• Supplied text
Columnists

To test the wild and dark and cold

Audi doesn't want to go outside.

I don't blame her, what was rain a few minutes ago has turned to hissing nibs of ice, the size of cupcake sprinkles. The deck, and the lawn beyond it, is whitening.

She tentatively sticks her snout through the dog door, then snaps it back. Once. Twice. She looks at us, her glassy black eyes impenetrable but probably pleading.

Go on, I say, as though she can understand my instructions. (She can.)

She walks away, for a moment, picks up her stuffed purple dragon. She shakes it twice. She sets it down. She looks at me. I nod.

Dublin zips purposefully through the dog door, out onto the back deck, down the pier-like straightaway and into the yard. Because I am a gentleman, I don't watch, but it doesn't take long. She skims back toward the house, a flash of black and champagne, her mouth set joyful, a Jordanesque tongue waving like a rhythmic gymnast's ribbon.

Without breaking stride Dublin makes the 90-degree cut through the dog door and into the sunroom, the rubber flap swinging like the half-doors in a cowboy movie saloon. She dances over to me, rears a little and strikes me with a demanding paw.

Good girl, I say, and scratch her ear.

She prances away and hops onto the ottoman, then into the lap of its matching chair. Audi follows her with her head, then searches my face.

Dub did it, I say, you can do it too.

Audi picks up her dragon and trit-trots into the other room. She hops up on the chaise lounge and looks out at the front yard through the picture window. It's winter out there too.

I open up the back door and step outside for a moment. It's cold, but not that cold. Yet there's a mean quality to the air, a knifing iciness. I have a class in the morning I won't be teaching. Karen has a class this evening she won't be going to. Far off there's the bass rustle of thunder. I'm searching the tree limbs--so far nothing is sticking to them.

I step back inside.

• Excerpted data
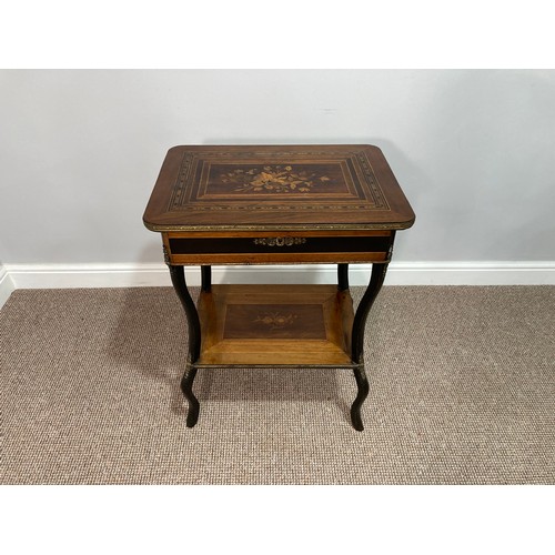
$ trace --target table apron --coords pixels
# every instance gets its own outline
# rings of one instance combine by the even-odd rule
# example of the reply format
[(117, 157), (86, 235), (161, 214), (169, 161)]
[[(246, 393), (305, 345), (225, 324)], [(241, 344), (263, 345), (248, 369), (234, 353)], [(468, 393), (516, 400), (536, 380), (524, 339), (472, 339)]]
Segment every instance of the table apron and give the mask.
[(340, 236), (172, 236), (164, 246), (172, 264), (282, 264), (385, 262), (391, 233)]

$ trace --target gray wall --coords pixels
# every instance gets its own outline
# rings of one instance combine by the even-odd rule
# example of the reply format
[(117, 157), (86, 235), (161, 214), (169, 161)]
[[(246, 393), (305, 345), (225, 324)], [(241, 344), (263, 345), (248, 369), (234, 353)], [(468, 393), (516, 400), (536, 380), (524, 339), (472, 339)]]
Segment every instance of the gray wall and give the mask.
[(555, 71), (4, 70), (0, 262), (161, 262), (175, 144), (372, 143), (415, 212), (395, 260), (555, 260)]

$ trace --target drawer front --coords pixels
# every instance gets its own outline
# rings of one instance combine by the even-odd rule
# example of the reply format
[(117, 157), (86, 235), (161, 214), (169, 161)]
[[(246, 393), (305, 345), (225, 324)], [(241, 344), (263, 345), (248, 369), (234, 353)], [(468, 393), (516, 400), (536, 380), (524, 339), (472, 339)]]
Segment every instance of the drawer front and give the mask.
[(167, 236), (175, 264), (269, 264), (305, 262), (372, 262), (389, 256), (392, 234), (376, 236)]

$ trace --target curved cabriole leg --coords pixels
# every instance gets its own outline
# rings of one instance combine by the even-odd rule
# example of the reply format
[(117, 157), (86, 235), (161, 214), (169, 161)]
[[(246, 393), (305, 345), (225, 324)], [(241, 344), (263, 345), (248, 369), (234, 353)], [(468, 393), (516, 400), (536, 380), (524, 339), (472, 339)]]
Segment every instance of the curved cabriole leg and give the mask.
[(372, 264), (372, 275), (370, 278), (369, 286), (356, 309), (356, 314), (353, 322), (353, 334), (352, 334), (352, 360), (355, 364), (359, 364), (354, 369), (354, 377), (356, 380), (356, 386), (359, 393), (356, 398), (351, 406), (351, 421), (353, 426), (359, 432), (364, 430), (361, 418), (361, 407), (364, 400), (369, 395), (370, 385), (366, 379), (366, 373), (364, 372), (363, 354), (364, 354), (364, 327), (366, 325), (366, 317), (369, 315), (370, 309), (377, 296), (377, 293), (382, 289), (383, 282), (385, 280), (385, 273), (387, 271), (387, 263)]
[(199, 420), (200, 404), (193, 393), (193, 381), (196, 375), (196, 369), (189, 366), (181, 379), (181, 391), (189, 402), (189, 412), (186, 413), (186, 427), (193, 427)]
[(362, 432), (364, 430), (364, 425), (362, 424), (361, 406), (364, 403), (364, 400), (369, 396), (370, 392), (369, 380), (366, 379), (366, 373), (364, 372), (363, 366), (354, 369), (354, 379), (356, 380), (359, 393), (356, 394), (356, 398), (353, 401), (353, 405), (351, 406), (351, 422), (353, 423), (353, 427), (355, 430)]
[(199, 420), (199, 400), (193, 394), (193, 381), (196, 375), (194, 363), (198, 361), (201, 351), (201, 325), (199, 321), (199, 313), (194, 305), (191, 294), (186, 289), (185, 272), (183, 266), (175, 266), (168, 264), (170, 275), (172, 279), (173, 287), (183, 305), (186, 315), (186, 323), (189, 329), (189, 363), (185, 373), (181, 380), (181, 391), (189, 402), (189, 413), (186, 415), (188, 427), (193, 427)]
[(349, 289), (349, 264), (337, 264), (337, 289), (340, 291)]

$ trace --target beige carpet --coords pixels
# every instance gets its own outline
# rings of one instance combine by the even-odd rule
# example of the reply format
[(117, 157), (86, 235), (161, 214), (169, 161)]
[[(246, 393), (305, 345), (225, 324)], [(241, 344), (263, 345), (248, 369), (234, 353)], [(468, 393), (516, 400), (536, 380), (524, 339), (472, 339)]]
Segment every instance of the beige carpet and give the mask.
[(190, 430), (173, 290), (19, 290), (0, 311), (0, 482), (554, 484), (554, 286), (384, 287), (364, 432), (352, 374), (302, 369), (200, 371)]

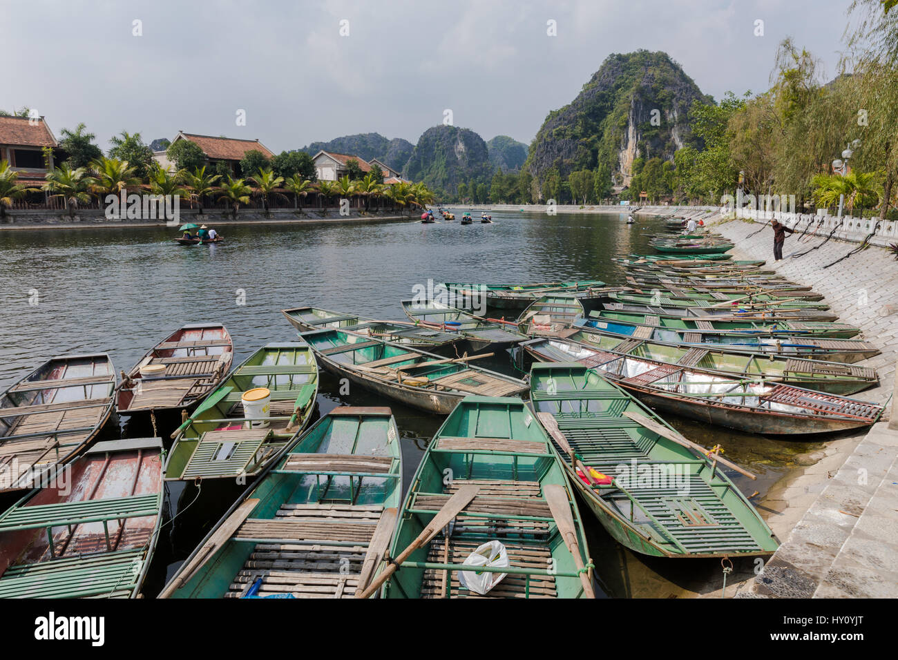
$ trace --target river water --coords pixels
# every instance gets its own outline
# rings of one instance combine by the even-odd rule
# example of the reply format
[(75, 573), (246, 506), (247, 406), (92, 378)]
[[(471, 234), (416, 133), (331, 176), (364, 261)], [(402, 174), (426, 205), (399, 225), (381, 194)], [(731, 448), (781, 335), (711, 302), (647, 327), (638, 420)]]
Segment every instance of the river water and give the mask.
[[(461, 211), (457, 211), (461, 217)], [(477, 216), (478, 214), (472, 214)], [(280, 310), (310, 304), (376, 318), (404, 319), (399, 301), (434, 282), (526, 283), (601, 279), (621, 284), (610, 260), (651, 252), (665, 222), (626, 215), (493, 213), (492, 224), (246, 224), (220, 227), (223, 243), (181, 247), (171, 228), (0, 231), (0, 390), (55, 355), (107, 352), (128, 369), (185, 323), (220, 321), (234, 341), (234, 365), (263, 344), (295, 337)], [(508, 374), (503, 356), (489, 365)], [(321, 374), (321, 414), (340, 404), (389, 405), (402, 433), (406, 484), (442, 418), (355, 389), (341, 397)], [(731, 479), (760, 497), (813, 445), (785, 443), (668, 420), (702, 444), (759, 475)], [(167, 435), (171, 429), (159, 429)], [(152, 428), (107, 426), (104, 436), (137, 437)], [(147, 580), (153, 595), (239, 495), (233, 488), (169, 486), (169, 515)], [(210, 492), (211, 491), (211, 492)], [(757, 500), (755, 500), (757, 501)], [(194, 506), (195, 505), (195, 506)], [(3, 503), (0, 503), (0, 506)], [(180, 513), (179, 513), (180, 512)], [(596, 580), (611, 596), (678, 596), (719, 588), (720, 567), (700, 560), (646, 559), (618, 546), (590, 516)], [(750, 567), (742, 567), (744, 571)], [(740, 567), (737, 567), (737, 572)], [(731, 578), (732, 579), (732, 578)]]

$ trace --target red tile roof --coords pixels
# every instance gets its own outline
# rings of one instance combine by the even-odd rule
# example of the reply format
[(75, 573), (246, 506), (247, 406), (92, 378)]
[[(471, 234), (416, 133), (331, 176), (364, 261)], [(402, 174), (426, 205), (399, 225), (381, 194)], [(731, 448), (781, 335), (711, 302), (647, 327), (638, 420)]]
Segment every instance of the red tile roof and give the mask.
[(364, 158), (359, 158), (358, 156), (354, 156), (349, 154), (334, 154), (332, 151), (326, 151), (323, 153), (327, 154), (335, 161), (342, 163), (344, 165), (348, 164), (349, 161), (357, 161), (362, 172), (371, 172), (371, 165), (365, 163)]
[(34, 126), (28, 117), (0, 117), (0, 145), (58, 146), (43, 117)]
[(184, 133), (183, 136), (190, 142), (196, 143), (209, 158), (223, 161), (240, 161), (248, 151), (258, 151), (266, 158), (274, 158), (275, 154), (259, 140), (241, 140), (235, 137), (214, 137), (212, 136), (198, 136), (194, 133)]

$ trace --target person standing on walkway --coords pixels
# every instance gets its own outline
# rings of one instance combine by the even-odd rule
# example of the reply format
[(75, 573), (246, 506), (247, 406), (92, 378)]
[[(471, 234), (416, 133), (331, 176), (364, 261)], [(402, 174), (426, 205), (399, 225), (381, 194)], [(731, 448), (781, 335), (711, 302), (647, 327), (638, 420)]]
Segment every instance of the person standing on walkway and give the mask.
[(770, 226), (773, 227), (773, 260), (779, 261), (783, 258), (783, 242), (786, 241), (786, 234), (793, 232), (785, 224), (780, 224), (776, 218), (773, 218)]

• Task to carry out
In the column, what does the narrator compare the size of the falling ice to? Answer using only the column.

• Answer to this exercise
Cupcake sprinkles.